TEXT SHOWN:
Open saley89 opened 8 years ago
Hm... the way Python implements signals makes it impossible to use them in this situation (C event-loop based server), because they are put into in an internal signal queue and the handlers are only called the next time the Python interpreter is executed, which is when a new request is being made to the server or an existing request is being processed.
I'm not sure how other event-loop based servers solve this problem, maybe by periodically invoking the Python interpreter.
Maybe you can do aside with signals altogether?
This seems to be possible to work around with periodically calling into https://docs.python.org/2/c-api/exceptions.html#c.PyErr_CheckSignals
Thanks for the quick reply and confirming our suspicions that it may be related to the C side of the library. We will look into an alternative solution.
It would be great if you could build in the CheckSignals code you mentioned above if that would allow us to handle signals correctly. I can leave this open if you would like to look into it, otherwise I am happy to close the issue.
Shouldn't SIGTERM be handled the same way SIGINT is ? For graceful shutdown ?
That's correct, if it doesn't work like that then that's a separate issue.

DATA LISTING:
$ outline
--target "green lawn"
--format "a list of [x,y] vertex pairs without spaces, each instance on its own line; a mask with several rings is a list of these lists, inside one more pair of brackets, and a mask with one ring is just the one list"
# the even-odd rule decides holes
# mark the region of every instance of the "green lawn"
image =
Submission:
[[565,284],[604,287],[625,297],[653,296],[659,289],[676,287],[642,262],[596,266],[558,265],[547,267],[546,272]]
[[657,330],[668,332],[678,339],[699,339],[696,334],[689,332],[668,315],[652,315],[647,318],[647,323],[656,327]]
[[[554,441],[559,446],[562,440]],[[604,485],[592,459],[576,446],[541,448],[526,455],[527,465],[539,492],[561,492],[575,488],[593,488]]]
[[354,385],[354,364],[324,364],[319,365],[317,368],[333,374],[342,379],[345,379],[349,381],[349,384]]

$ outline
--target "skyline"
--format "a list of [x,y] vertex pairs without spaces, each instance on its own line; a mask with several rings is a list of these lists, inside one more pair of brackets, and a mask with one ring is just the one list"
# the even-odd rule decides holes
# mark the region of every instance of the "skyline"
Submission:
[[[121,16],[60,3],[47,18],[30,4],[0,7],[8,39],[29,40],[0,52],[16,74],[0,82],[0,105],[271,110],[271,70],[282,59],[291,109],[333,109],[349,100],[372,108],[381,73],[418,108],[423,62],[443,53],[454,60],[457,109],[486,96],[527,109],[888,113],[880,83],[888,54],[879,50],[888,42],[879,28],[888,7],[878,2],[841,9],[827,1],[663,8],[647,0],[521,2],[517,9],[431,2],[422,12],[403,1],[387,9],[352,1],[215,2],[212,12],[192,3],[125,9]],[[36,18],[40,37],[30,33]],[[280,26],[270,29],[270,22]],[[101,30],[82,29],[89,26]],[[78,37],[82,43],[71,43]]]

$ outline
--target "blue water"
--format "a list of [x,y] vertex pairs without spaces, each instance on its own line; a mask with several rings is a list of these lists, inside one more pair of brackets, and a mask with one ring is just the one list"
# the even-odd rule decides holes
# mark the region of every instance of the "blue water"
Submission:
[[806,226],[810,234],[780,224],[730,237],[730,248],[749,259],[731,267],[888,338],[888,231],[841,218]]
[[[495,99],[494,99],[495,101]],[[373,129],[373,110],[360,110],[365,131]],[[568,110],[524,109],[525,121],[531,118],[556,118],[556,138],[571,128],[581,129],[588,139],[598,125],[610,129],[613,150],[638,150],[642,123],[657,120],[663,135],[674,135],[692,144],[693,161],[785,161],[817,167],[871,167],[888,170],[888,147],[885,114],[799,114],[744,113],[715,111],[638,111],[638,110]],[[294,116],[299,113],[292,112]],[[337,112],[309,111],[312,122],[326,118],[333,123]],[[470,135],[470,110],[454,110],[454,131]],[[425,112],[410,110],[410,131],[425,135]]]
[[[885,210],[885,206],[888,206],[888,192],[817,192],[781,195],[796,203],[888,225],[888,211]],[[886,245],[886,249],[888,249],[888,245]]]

INSTRUCTIONS FOR THE TASK: Carry on the issue thread about handling Python signals in a C event-loop server, picking up after its last comment. The data plays no part in this exercise.

EXPECTED ANSWER:
@jonashaag SIGTERM is not handled like SIGINT as https://github.com/jonashaag/bjoern/blob/master/bjoern/server.c#L76 only handles SIGINT.
A follow-up question:
https://github.com/jonashaag/bjoern/blob/master/bjoern/server.c#L91 places a SIGINT on the signal queue, would
PyErr_SetInterrupt(); PyErr_CheckSignals();
ensure that the signal is propagated as soon as it occurs ?
I don't know, maybe the other way round (first check signals, then set interrupt), but in either case we'd have to make sure we hold the GIL
Are there any work arounds? I have an app that should not have any downtime.
Maybe you can run this as a subprocess and kill it whenever required, I guess
To gracefully shut down services, systemd
sends a SIGTERM
followed 90 secs later by a SIGKILL
if necessary (see here). Due to this issue there is no easy way to capture SIGTERM
when using bjoern
. I find that meinheld
just returns from the main event loop on any interrupting signal so I don't need a signal handler at all. Perhaps that approach could be considered?
So I have will have to move back to meinheld
at least temporarily although my benchmarks show that bjoern
performs slightly faster.
Can you guys try the https://github.com/jonashaag/bjoern/tree/signal-watcher branch
Sorry, but I really don't want to create a signal handler (it is asynchronous and there are plenty of spin-off issues, e.g. when using multiprocess
the children inherit the handler) and was trying to use one simply to catch systemd
terminating my service. I suspect this is probably also the case for the OP @saley89 here.
Now that I have seen that meinheld
simply returns from the run()
event loop for the SIGTERM
case it makes a lot of sense to me so I will stick with that. As I said, perhaps you could consider that approach also for bjoern
for better systemd
compatibility.
@bulletmark The patch in that branch should make this work. It simply checks every 100ms if there's a new signal in the Python signal queue and executes that Python signal handler.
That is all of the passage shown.